We’re all familiar with that feeling of dread you get when contemplating something you really don’t want to do.
Maybe it’s paperwork.
Maybe it’s calling your insurance company.
For me, it’s doing taxes. And paperwork. Or anything having to do with insurance. Or scheduling.
I don’t like administration, and my tendency to put it off used to cause me a lot of headaches.
The funny thing is, thinking about something you really don’t want to do is usually more unpleasant than ACTUALLY DOING THE THING.
And that’s not even counting the nasty consequences of putting it off.
Now, imagine you could reduce or eliminate procrastination and the bad feelings that cause it.
That would make you more efficient, but more importantly, it would make your life better.
I know, it sounds too good to be true, but bear with me. It’s actually pretty simple.
In the last post, we discussed external barriers – things like clutter in your workspace that make starting work more difficult. Possibly even more important, however, are internal barriers.

DATA PROVIDED -
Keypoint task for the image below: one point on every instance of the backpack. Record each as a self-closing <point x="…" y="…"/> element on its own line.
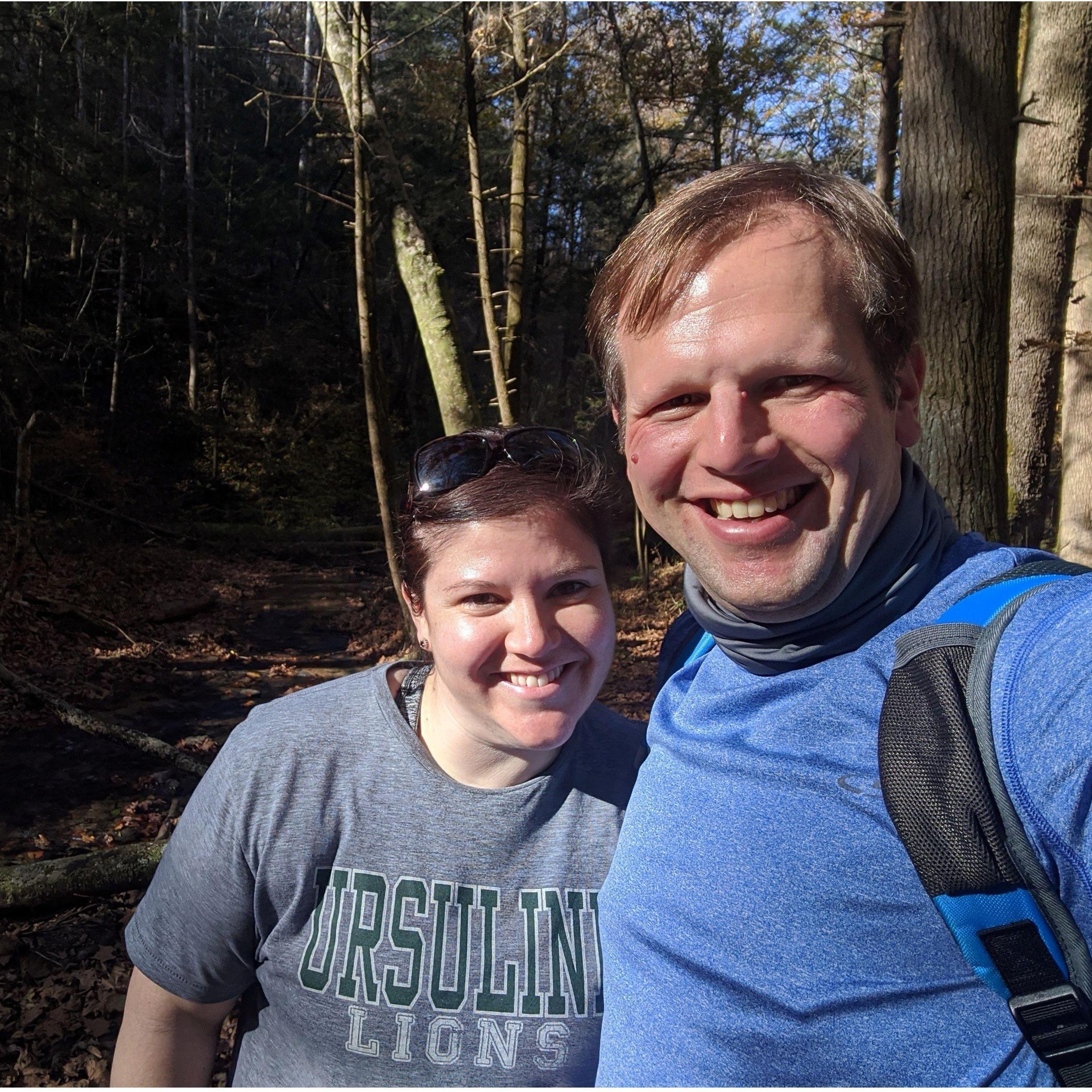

REQUIRED ACTIONS -
[1] In the procrastination passage, take the stretch from "We’re all familiar" through "insurance. Or scheduling." and write it out again, changing "taxes" to "budgeting".
[2] According to the procrastination passage, what is usually more unpleasant than actually doing the thing?
[3] Pick up the procrastination passage after its last sentence and continue it.
The data is separate material from the procrastination passage.

THE RESULTS -
[1]
We’re all familiar with that feeling of dread you get when contemplating something you really don’t want to do.
Maybe it’s paperwork.
Maybe it’s calling your insurance company.
For me, it’s doing budgeting. And paperwork. Or anything having to do with insurance. Or scheduling.

[2] Thinking about something you really don’t want to do.

[3]
Internal barriers are things in your attitude and mental state that make it hard to get started.
This can include just not liking the work, feeling overwhelmed by the prospect of having to finish it, preemptive perfectionism, and so on.
One of the best ways of dealing with internal barriers is a timer.
Facing the prospect of hours and hours on something you don’t like is daunting – it can drive you to do anything but that thing, no matter how important finishing it is.
What’s even worse is when you don’t know how long it will take to finish.
If you are strongly inclined to procrastinate on something, or the thought of having to finish it terrifies you, don’t focus on finishing it.
Simply commit towards working on it for a set a small period of time
To make it even easier, give yourself permission to go do something else after that time period if it isn’t done and/or you really don’t like it.
It may be that actually finishing the task will take awhile – or you imagine that this is so because you have to drag yourself through it kicking and screaming.
However, once you take off the pressure to actually finish and instead just have to focus until the timer goes off, your sense of dread and foreboding should be reduced, if not disappear.
Then, once you get started, you’ll probably find it isn’t so bad, and the job will get done without further headache.
You can leverage this in systematic way, not just as a way to start things but as a way to keep working and finish them. One of the simplest and most popular systems is The Pomodoro Technique, developed by Francesco Cirillo.
The technique is very simple.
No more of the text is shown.